Quels sont les types d'incidents les plus souvent rencontrés : les dénis de services dans plus de 40% des cas (qui affectent alors la disponibilité des données) suivi par les attaques contre les services web de l'entreprise, les plus exposés (à tout vent) et les intrusions dans les systèmes, à peu près à égalité dans 20 % des cas. En moyenne, les dénis de services durent 4 heures et il y en a moins de 10 par an. Avant 2021, les attaques par déni de service semblaient être ad hoc. Elles semblent plus systématiques car on observe un débit plus uniforme autour de la médiane comme si c'était toujours les mêmes infrastructures qui étaient utilisées. L'ingénierie sociale ne compte que pour 10 % de ces incidents mais ce n'est pas son but non plus. A part les attaques contre les services web qui augmentent graduellement depuis 2008 au détriment de l'ingénierie sociale, les autres types d'attaques restent stationnaires.

Si on regarde les types d'attaques liées aux brèches de données, cette fois, 82 % trouvent leur origine dans un facteur humain, encore et toujours : ingénierie sociale, erreur des employés, perte d'appareil contenant des données...

Quant au moyen utilisé, il s'agit d'intrusions dans les systèmes à plus de 40 %. Les attaques contre les serveurs web qui contiennent des données et l'ingénierie sociale comptent à égalité pour plus de 20 % comme cause de brèches de données. 80 % des attaques réussies contre les serveurs web résultent de l'utilisation d'accès volés. L'exploitation de vulnérabilités est à peine de 20 %. A noter que les attaques contre les serveurs email sont aussi considérés dans cette catégorie.
________________________________________
> **Consigne A**: D'après le texte fourni, quelle est la durée moyenne d'un déni de service ?

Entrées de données
________________________________________
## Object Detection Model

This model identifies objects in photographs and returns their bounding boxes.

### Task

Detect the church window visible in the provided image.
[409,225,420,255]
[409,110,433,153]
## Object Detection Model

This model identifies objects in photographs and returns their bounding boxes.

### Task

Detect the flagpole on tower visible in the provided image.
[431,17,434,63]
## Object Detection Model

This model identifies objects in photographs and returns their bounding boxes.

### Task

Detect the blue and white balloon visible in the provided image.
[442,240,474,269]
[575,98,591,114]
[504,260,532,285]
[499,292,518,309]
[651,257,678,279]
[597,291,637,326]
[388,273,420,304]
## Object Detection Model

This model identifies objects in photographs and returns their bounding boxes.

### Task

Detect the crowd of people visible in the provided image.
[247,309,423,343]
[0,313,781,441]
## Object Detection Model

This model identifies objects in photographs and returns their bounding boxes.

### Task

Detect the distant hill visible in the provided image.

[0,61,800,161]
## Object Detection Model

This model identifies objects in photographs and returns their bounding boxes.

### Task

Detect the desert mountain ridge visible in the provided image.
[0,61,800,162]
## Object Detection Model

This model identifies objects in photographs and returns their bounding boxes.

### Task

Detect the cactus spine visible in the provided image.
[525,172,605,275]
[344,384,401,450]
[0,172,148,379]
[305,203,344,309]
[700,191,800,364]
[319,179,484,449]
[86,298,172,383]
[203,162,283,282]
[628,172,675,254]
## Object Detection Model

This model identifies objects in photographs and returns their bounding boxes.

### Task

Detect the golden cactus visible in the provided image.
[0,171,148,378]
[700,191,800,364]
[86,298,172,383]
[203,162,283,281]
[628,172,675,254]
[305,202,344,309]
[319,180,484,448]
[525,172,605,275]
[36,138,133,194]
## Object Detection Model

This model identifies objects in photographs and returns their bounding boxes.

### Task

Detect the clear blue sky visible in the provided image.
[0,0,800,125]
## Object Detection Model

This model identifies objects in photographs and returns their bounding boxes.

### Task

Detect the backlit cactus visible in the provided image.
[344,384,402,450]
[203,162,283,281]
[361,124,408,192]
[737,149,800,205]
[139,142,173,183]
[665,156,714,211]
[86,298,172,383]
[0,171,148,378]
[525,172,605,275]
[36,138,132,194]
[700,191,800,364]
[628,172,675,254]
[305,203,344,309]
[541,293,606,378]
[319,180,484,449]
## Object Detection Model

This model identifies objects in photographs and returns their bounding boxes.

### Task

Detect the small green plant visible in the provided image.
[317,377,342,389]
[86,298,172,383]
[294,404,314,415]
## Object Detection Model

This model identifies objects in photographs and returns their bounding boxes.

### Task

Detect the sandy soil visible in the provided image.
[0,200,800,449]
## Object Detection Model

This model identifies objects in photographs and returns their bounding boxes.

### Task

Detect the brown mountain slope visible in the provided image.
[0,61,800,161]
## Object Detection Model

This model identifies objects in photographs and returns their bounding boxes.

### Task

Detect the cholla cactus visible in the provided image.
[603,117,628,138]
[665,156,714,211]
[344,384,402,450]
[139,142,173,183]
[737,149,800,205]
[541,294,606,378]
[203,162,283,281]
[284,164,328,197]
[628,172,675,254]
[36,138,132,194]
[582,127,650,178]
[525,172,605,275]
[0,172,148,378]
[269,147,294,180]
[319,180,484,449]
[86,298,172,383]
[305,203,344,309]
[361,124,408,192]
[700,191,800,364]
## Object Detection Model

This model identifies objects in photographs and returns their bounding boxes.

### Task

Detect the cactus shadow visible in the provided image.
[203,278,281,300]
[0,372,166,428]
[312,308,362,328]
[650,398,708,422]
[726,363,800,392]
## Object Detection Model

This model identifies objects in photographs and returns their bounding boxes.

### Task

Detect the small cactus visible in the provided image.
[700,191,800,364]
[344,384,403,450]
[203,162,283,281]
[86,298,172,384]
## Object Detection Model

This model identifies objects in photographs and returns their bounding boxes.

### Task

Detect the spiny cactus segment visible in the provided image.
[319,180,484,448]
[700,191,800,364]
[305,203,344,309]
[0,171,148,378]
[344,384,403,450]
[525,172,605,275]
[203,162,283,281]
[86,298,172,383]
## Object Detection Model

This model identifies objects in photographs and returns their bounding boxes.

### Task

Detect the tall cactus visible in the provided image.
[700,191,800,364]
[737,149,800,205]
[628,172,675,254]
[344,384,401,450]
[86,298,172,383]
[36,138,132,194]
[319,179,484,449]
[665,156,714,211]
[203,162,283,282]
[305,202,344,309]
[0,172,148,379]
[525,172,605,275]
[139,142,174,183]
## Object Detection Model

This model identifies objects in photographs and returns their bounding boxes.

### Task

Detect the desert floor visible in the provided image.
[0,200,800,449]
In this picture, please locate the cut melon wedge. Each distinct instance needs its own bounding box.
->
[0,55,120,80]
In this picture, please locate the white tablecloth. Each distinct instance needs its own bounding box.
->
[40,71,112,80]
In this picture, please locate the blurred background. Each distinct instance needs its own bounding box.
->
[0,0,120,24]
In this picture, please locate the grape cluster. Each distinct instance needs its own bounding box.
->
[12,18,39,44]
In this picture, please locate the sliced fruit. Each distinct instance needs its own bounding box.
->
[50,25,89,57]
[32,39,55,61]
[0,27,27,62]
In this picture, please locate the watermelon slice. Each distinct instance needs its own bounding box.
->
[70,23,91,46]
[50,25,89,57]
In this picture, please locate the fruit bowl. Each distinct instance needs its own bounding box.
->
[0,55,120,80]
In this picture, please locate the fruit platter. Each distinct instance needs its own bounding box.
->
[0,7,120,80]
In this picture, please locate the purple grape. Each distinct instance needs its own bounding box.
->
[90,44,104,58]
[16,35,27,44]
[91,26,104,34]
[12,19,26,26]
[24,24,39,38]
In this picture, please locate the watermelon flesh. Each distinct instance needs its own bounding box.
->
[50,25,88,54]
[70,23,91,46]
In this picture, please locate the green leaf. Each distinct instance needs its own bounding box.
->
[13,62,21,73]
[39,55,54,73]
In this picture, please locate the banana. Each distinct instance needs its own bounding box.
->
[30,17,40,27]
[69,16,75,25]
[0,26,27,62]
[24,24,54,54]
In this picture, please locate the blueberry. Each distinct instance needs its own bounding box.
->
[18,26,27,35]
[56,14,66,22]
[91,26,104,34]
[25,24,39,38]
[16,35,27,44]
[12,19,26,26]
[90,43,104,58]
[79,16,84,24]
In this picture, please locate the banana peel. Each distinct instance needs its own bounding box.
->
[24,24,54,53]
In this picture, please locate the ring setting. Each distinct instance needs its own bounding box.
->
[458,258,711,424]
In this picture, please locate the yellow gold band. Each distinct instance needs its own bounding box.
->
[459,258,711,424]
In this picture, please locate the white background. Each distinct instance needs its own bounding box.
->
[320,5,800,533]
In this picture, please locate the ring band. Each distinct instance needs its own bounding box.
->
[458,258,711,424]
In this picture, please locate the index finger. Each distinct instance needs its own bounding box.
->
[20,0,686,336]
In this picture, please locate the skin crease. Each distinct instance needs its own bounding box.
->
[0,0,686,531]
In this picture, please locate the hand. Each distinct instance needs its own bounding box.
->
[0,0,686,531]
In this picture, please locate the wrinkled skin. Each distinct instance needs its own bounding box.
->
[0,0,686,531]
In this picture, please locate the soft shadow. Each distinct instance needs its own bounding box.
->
________________________________________
> **Consigne B**: Redimensionnez les entrées en les réécrivant depuis leur toute première ligne jusqu'à la ligne contenant « [409,110,433,153] », les deux bornes comprises et les demandes incluses, sans rien donner d'autre. Multipliez par 0,9 chaque coordonnée de boîte englobante figurant dans les réponses, puis arrondissez à l'entier le plus proche, les demis vers le haut.

> **Corrigé A**: Un déni de service dure en moyenne 4 heures.

> **Corrigé B**:
## Object Detection Model

This model identifies objects in photographs and returns their bounding boxes.

### Task

Detect the church window visible in the provided image.
[368,203,378,230]
[368,99,390,138]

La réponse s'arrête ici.